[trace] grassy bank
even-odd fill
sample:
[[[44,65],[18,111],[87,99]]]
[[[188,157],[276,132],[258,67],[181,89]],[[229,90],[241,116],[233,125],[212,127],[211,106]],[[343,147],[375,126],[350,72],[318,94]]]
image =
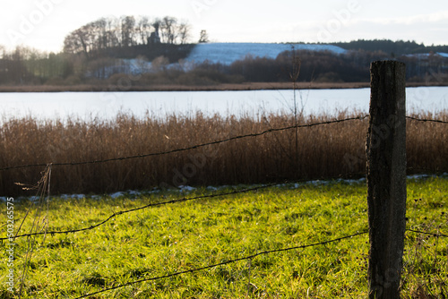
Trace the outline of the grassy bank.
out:
[[[135,280],[366,229],[365,183],[291,187],[166,204],[118,215],[93,230],[36,237],[22,298],[75,298]],[[447,235],[446,190],[446,178],[409,181],[407,228]],[[208,192],[198,190],[186,197]],[[60,231],[89,227],[114,212],[182,196],[185,194],[53,198],[33,206],[22,231],[30,231],[38,207],[40,221],[34,229]],[[24,217],[30,204],[16,202],[16,219]],[[5,219],[6,213],[1,213],[0,223]],[[2,236],[5,230],[2,229]],[[27,240],[18,238],[15,243],[19,287]],[[89,298],[366,298],[367,243],[367,235],[360,235],[324,245],[261,254]],[[448,239],[408,231],[405,246],[403,298],[446,296]],[[6,263],[0,263],[0,297],[13,298],[3,283]]]
[[[357,116],[340,113],[338,119]],[[415,115],[448,120],[448,113]],[[332,121],[299,117],[298,124]],[[112,192],[179,185],[221,185],[295,179],[359,177],[365,174],[368,119],[267,132],[147,158],[79,166],[55,166],[51,192]],[[122,115],[114,121],[12,120],[0,128],[0,168],[47,163],[79,163],[159,153],[293,125],[291,115],[237,119],[169,115],[164,120]],[[408,121],[409,173],[448,171],[445,124]],[[32,195],[14,184],[34,184],[39,167],[0,172],[0,196]]]

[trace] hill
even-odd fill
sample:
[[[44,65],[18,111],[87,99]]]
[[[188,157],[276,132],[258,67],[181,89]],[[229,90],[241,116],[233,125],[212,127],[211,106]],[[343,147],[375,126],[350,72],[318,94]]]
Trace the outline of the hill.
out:
[[[280,53],[291,50],[330,51],[334,54],[347,52],[333,45],[323,44],[269,44],[269,43],[207,43],[196,45],[186,61],[231,64],[251,56],[275,59]]]

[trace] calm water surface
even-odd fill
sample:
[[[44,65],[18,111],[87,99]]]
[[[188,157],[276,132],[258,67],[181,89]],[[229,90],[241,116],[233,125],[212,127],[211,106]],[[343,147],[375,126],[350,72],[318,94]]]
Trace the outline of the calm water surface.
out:
[[[448,87],[408,88],[406,94],[408,113],[448,110]],[[296,91],[296,107],[306,115],[367,113],[369,97],[369,89],[303,90]],[[23,116],[112,119],[118,113],[163,118],[199,111],[258,117],[293,113],[294,90],[0,93],[0,110],[4,121]]]

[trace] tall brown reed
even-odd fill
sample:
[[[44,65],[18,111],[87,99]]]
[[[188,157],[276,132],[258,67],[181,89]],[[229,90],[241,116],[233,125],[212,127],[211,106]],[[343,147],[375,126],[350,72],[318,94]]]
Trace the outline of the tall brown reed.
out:
[[[302,116],[298,124],[355,116]],[[415,115],[448,120],[448,113]],[[163,120],[119,115],[113,121],[31,117],[4,122],[0,128],[0,167],[99,160],[162,152],[294,124],[294,115],[253,117],[168,115]],[[122,161],[54,167],[51,192],[111,192],[153,187],[219,185],[295,179],[363,175],[367,119],[297,131],[269,132],[194,150]],[[408,123],[409,172],[448,171],[444,124]],[[298,151],[298,152],[297,152]],[[296,158],[298,157],[298,159]],[[39,167],[0,171],[0,196],[29,194],[14,184],[39,181]]]

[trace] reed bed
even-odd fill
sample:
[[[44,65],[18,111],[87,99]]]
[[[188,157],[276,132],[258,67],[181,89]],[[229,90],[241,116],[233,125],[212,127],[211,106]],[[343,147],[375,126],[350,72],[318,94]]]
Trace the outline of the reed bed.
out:
[[[297,124],[358,116],[307,115]],[[418,115],[448,121],[448,112]],[[296,124],[294,115],[223,117],[167,115],[114,120],[4,121],[0,127],[0,168],[47,163],[94,161],[164,152]],[[366,172],[368,119],[268,132],[171,154],[80,166],[52,167],[51,192],[107,193],[126,190],[263,184],[298,179],[361,177]],[[445,124],[408,120],[409,174],[448,171]],[[0,171],[0,195],[30,195],[15,184],[35,184],[43,167]]]

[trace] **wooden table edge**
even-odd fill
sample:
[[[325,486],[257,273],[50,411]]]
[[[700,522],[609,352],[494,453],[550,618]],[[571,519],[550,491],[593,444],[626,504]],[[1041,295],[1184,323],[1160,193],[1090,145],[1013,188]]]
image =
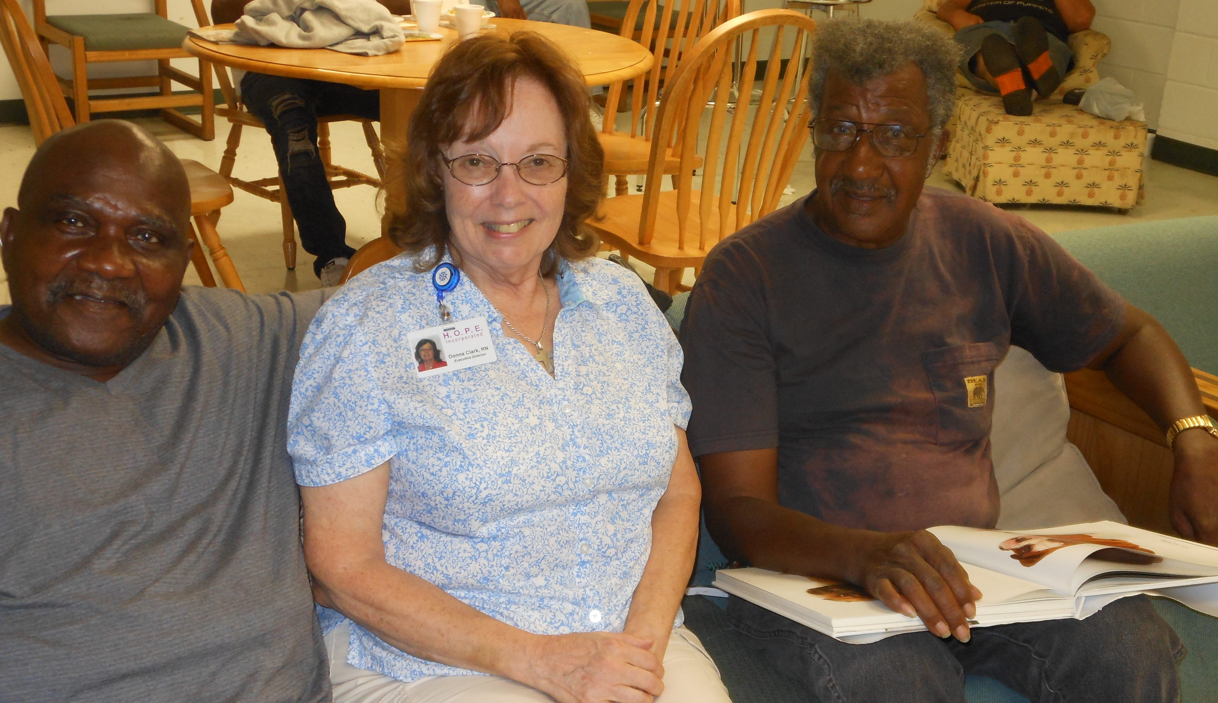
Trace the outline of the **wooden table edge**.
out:
[[[421,89],[428,84],[426,78],[407,78],[403,76],[378,76],[375,73],[357,73],[348,71],[331,71],[326,68],[315,68],[311,66],[294,66],[289,63],[272,63],[268,61],[258,61],[256,58],[242,58],[240,56],[233,56],[231,54],[224,54],[212,49],[217,46],[213,41],[207,41],[206,39],[200,39],[197,37],[186,37],[186,40],[181,43],[183,50],[185,50],[191,56],[202,58],[203,61],[209,61],[212,63],[218,63],[220,66],[228,66],[230,68],[239,68],[241,71],[251,71],[255,73],[269,73],[272,76],[284,76],[286,78],[306,78],[312,80],[329,80],[330,83],[343,83],[347,85],[357,85],[359,88],[367,89],[400,89],[400,90],[412,90]],[[315,49],[314,51],[329,51],[328,49]],[[647,73],[652,65],[655,63],[655,57],[650,51],[644,51],[643,56],[639,56],[638,61],[631,63],[630,66],[624,66],[615,71],[607,71],[603,73],[591,73],[583,77],[583,82],[587,85],[605,85],[608,83],[615,83],[618,80],[625,80],[628,78],[635,78]],[[642,65],[642,66],[639,66]],[[367,80],[356,79],[361,77],[367,77]]]

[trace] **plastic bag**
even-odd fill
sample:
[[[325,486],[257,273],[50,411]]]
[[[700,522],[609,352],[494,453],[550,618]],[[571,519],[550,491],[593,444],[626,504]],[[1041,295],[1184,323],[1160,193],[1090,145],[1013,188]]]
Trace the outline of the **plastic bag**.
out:
[[[1105,119],[1146,121],[1146,111],[1141,102],[1134,101],[1134,91],[1117,83],[1116,78],[1105,78],[1086,89],[1079,102],[1083,112],[1089,112]]]

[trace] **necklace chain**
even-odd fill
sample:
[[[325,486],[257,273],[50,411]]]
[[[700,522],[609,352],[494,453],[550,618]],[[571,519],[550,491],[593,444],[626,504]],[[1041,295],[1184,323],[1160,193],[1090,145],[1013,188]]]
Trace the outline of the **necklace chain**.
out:
[[[496,309],[499,312],[499,317],[503,318],[503,324],[508,325],[508,329],[516,333],[520,339],[537,347],[537,353],[533,355],[533,358],[540,361],[541,366],[543,366],[548,373],[554,373],[553,362],[551,361],[551,357],[546,355],[546,347],[541,346],[541,340],[546,339],[546,328],[549,327],[549,288],[546,286],[546,277],[541,274],[541,269],[537,269],[537,280],[541,281],[541,289],[546,291],[546,317],[541,320],[541,334],[537,335],[537,341],[525,336],[523,331],[516,329],[516,325],[512,324],[508,316],[503,314],[503,311],[499,311],[499,308]],[[491,307],[495,307],[495,303],[491,303]]]

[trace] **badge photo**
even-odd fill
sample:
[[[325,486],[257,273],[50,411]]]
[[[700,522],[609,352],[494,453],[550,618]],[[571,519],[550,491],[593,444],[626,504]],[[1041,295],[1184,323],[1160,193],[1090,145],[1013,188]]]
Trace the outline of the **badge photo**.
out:
[[[485,317],[430,327],[406,336],[419,378],[454,372],[496,359]]]

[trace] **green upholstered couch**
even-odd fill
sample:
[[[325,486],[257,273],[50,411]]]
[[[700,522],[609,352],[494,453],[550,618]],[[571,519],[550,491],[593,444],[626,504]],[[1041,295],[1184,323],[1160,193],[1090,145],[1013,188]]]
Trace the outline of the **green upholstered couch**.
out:
[[[1055,238],[1105,283],[1162,322],[1194,367],[1218,373],[1218,345],[1214,345],[1213,333],[1218,327],[1218,308],[1213,307],[1218,301],[1218,217],[1123,224],[1062,233]],[[675,327],[680,327],[685,316],[687,296],[688,294],[677,296],[669,311],[669,319]],[[1078,383],[1072,384],[1069,379],[1067,386],[1071,404],[1079,407],[1074,396],[1082,396],[1088,389]],[[1083,390],[1077,390],[1080,387]],[[1093,404],[1095,402],[1093,398]],[[1094,408],[1088,409],[1096,412]],[[1075,420],[1077,417],[1071,422],[1072,428]],[[1112,428],[1111,431],[1121,434],[1128,430]],[[1071,439],[1080,443],[1078,437]],[[1122,435],[1117,440],[1150,442],[1151,437],[1149,434],[1145,439]],[[1090,456],[1086,447],[1080,445],[1080,448],[1093,468],[1104,461],[1102,457]],[[1169,465],[1169,456],[1166,461]],[[1136,470],[1136,467],[1127,465],[1119,470],[1130,469]],[[1107,467],[1107,470],[1112,470],[1112,467]],[[1162,473],[1162,469],[1158,470]],[[1161,475],[1157,480],[1162,482],[1164,476]],[[1162,491],[1160,493],[1166,495]],[[1136,501],[1138,496],[1113,498],[1130,515],[1133,524],[1156,526],[1166,523],[1162,515],[1158,515],[1160,521],[1145,519],[1139,523],[1134,519],[1133,513],[1138,512],[1139,506],[1129,501]],[[1153,506],[1153,509],[1161,513],[1162,504]],[[703,529],[698,568],[692,584],[708,585],[713,578],[710,567],[722,562],[722,554]],[[1218,619],[1163,598],[1156,598],[1155,606],[1184,638],[1189,649],[1189,655],[1180,666],[1184,703],[1218,701]],[[689,596],[683,607],[688,626],[698,634],[714,657],[736,703],[815,701],[806,686],[778,674],[760,654],[743,646],[727,623],[722,599]],[[966,686],[971,703],[1027,702],[1022,696],[984,676],[970,676]]]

----

What is asked.
How many lines of the listing contain the string "photo"? Count only matches in the same letter case, and reply with the number alone.

Response below.
2